Des opposants plus que dubitatifs

« Cette étude prête à sourire », réagit de son côté Christian Amblard, membre des associations Préva (Préservation de l'Environnement de Volvic et des Volcans d'Auvergne) et Marsat nature. Pour ce directeur de recherche honoraire au CNRS, spécialiste de l'hydrobiologie, il est aberrant de ne pas voir le lien entre les prélèvements de la SEV, qu'il juge excessifs, et l'assèchement des sources et des ruisseaux du territoire.

 « Ce que nous constatons, c'est que nos ruisseaux, qui avaient 20 à 30 cm de hauteur d'eau, se sont transformés en filets d'eau. Et quand Danone nous répond que c'est le stress hydrique qui touche la France, c'est faux. Les données Météo-France, sur l'impluvium de Volvic (espace naturel recueillant les eaux de pluie, ndlr), montrent que la pluviométrie moyenne a été identique entre 1971 et 1999 et entre 1999 et 2018 », argumente Christian Amblard.

Deux autres études en préparation

Le débit des sources de la zone a été divisé par 8 en l'espace de 40 ans, dénonce son association, qui précise n'avoir dans l'affaire aucun intérêt financier ou électoral. Et sur le territoire, la contestation enfle, alors que la commune de Volvic, comme une quarantaine d'autres dans le Puy-de-Dôme, a été visée au printemps par un arrêté limitant les usages de l'eau potable.

# [Entrées fournies]

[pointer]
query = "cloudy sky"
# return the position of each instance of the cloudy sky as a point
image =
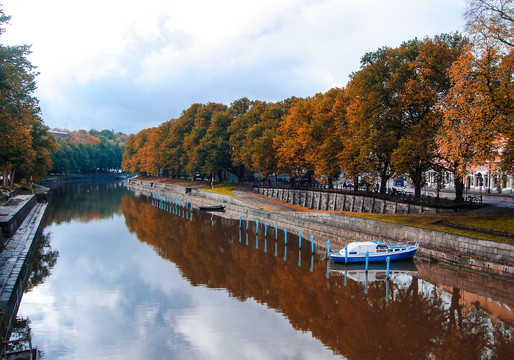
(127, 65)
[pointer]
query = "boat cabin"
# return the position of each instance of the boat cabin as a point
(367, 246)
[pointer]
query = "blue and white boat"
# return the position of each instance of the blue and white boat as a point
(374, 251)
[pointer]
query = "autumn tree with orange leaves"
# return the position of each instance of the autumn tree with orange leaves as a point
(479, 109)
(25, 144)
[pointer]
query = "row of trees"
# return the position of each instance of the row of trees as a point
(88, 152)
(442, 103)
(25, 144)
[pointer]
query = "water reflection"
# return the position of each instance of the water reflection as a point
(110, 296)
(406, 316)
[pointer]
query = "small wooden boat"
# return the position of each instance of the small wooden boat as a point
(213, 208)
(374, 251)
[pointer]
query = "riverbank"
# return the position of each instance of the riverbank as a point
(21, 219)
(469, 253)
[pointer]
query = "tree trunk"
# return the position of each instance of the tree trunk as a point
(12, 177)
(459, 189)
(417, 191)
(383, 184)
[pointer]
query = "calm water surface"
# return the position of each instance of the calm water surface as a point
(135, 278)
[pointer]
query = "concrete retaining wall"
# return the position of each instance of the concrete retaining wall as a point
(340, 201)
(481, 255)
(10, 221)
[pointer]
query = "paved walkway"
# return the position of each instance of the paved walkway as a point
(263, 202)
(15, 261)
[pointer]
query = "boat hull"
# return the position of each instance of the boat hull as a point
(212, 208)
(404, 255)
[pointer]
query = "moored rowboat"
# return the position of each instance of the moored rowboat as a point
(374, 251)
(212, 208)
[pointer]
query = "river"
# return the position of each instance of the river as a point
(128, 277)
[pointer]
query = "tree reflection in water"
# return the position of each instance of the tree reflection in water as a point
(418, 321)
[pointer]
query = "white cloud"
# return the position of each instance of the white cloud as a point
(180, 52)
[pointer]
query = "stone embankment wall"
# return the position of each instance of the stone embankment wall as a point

---

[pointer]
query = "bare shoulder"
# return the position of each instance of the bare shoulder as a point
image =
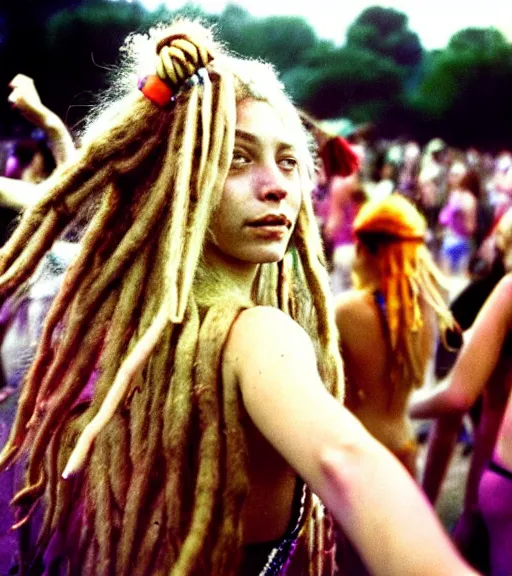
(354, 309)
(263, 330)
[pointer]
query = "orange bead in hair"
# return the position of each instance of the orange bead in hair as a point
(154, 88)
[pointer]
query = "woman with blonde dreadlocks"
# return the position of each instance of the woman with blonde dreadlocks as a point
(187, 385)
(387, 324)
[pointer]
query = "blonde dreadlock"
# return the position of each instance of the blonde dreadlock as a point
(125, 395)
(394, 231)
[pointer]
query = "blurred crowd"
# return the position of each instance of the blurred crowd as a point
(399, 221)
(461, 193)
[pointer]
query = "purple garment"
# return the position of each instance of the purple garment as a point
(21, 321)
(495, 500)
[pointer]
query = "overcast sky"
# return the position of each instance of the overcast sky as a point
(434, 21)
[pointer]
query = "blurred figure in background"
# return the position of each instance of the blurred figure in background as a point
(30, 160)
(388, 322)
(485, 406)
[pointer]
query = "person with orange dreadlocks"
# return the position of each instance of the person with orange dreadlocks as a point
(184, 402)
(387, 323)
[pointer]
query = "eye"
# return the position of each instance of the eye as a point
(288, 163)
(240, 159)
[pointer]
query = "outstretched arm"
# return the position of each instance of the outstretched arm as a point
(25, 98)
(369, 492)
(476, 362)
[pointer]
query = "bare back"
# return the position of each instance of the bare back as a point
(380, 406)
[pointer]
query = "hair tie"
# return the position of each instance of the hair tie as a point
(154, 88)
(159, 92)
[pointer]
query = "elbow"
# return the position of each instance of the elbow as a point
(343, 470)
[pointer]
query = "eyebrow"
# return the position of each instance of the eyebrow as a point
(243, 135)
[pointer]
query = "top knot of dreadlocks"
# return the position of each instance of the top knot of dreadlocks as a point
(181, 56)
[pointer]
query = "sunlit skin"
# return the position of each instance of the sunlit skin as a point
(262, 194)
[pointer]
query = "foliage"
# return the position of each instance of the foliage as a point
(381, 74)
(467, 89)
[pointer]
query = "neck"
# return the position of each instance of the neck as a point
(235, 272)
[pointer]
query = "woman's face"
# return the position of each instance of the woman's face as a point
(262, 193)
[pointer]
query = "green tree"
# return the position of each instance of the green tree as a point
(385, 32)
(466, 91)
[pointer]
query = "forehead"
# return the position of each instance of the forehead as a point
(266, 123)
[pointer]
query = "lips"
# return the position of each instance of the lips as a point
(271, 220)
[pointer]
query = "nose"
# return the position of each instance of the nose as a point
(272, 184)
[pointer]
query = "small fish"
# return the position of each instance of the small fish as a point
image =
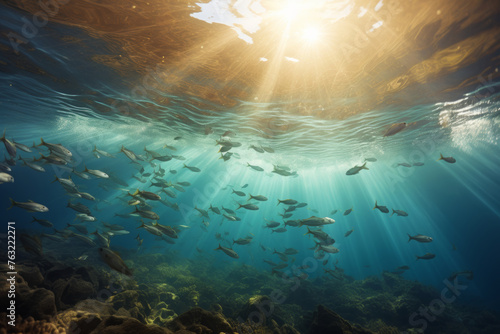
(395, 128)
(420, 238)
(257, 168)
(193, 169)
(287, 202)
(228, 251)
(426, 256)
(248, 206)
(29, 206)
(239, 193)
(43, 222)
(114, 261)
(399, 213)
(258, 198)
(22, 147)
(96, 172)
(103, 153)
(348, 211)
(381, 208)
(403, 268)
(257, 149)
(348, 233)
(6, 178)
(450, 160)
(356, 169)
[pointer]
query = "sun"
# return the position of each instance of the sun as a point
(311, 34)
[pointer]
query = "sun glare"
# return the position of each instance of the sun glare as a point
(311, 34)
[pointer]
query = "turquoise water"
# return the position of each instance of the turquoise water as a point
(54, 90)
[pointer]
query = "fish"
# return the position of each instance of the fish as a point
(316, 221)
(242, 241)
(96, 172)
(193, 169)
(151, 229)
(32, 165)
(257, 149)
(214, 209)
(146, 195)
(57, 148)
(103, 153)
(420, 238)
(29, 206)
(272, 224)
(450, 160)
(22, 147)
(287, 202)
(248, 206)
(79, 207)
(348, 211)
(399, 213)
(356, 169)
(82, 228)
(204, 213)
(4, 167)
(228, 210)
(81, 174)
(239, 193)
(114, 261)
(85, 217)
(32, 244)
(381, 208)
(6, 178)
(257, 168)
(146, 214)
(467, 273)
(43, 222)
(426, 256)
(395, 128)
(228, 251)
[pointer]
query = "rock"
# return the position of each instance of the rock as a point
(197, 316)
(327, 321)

...

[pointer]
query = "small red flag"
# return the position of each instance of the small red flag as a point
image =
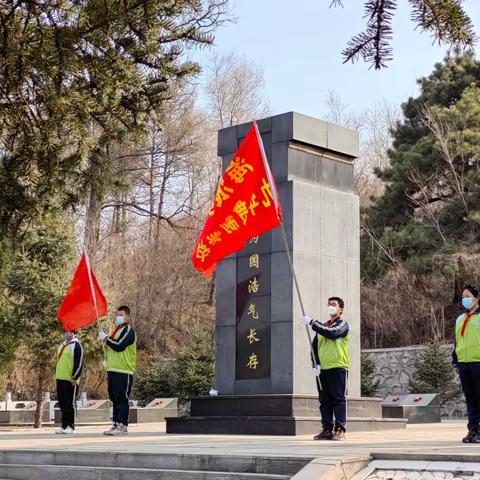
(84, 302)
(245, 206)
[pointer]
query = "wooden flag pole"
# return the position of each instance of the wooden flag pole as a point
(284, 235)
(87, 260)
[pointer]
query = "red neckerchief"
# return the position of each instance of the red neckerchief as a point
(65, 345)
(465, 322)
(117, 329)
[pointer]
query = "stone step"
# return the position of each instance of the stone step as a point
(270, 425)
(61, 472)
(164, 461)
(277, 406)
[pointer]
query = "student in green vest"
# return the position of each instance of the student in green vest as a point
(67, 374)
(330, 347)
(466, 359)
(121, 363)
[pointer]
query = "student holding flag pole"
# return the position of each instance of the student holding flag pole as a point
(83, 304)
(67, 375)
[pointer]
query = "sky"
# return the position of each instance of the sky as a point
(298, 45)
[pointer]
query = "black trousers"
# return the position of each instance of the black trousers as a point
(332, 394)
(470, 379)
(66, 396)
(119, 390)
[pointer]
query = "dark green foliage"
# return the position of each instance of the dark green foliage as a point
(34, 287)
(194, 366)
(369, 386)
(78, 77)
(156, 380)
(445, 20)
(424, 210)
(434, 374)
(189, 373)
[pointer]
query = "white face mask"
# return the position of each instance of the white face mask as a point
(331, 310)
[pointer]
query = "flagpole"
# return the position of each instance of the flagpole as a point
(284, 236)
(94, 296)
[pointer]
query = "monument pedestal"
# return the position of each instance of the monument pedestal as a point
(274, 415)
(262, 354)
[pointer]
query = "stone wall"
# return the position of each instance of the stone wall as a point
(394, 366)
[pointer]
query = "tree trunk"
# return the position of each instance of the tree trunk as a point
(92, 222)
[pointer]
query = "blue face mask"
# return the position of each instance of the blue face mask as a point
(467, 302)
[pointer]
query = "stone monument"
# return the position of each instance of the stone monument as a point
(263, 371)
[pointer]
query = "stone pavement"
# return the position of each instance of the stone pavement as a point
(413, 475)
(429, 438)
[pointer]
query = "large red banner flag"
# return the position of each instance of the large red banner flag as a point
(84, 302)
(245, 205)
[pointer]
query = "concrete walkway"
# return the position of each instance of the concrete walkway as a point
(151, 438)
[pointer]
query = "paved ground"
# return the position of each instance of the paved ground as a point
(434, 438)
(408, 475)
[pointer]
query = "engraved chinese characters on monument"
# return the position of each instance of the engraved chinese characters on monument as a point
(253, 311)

# [Mise en pratique]
- a) Relevez toutes les années mentionnées dans l'extrait sur l'eau de Volvic.
- b) Traduisez en anglais cette phrase de l'extrait sur l'eau de Volvic : « Le débit des sources de la zone a été divisé par 8 en l'espace de 40 ans, dénonce son association, qui précise n'avoir dans l'affaire aucun intérêt financier ou électoral. »
- c) Poursuivez, s'il vous plaît, l'extrait sur l'eau de Volvic après sa dernière phrase.
Vous n'aurez pas besoin des lignes.

# [Réponses numérotées]
- a) 1971, 1999, 2018

- b) The flow of the area's springs has been divided by 8 over the space of 40 years, his association denounces, specifying that it has no financial or electoral interest in the matter.

- c)
Fin septembre, ce sont quelques 350 manifestants qui s'étaient réunis à Riom, à quelques kilomètres de Volvic, pour demander une limitation des prélèvements de la SEV. « Nous n'avons pas une opposition de principe à la commercialisation de l'eau, mais il ne faut pas inverser les priorités », poursuit l'hydrobiologiste qui demande que soit respectée la loi sur l'eau de 2006 qui fixe comme priorités d'usage, l'adduction d'eau potable et l'alimentation des écosystèmes qu'ils soient naturels ou agricoles.

« La commercialisation de l'eau ne peut être que la variable d'ajustement. Il faut d'abord réserver les débits nécessaires à la vie des ruisseaux et s'il y a un surplus, alors d'accord pour une activité commerciale. »

Ce scientifique s'inquiète notamment de l'impact est sur toute la biodiversité de ces ruisseaux, au niveau de la végétation et de la faune associée. Et craint une désertification de la zone.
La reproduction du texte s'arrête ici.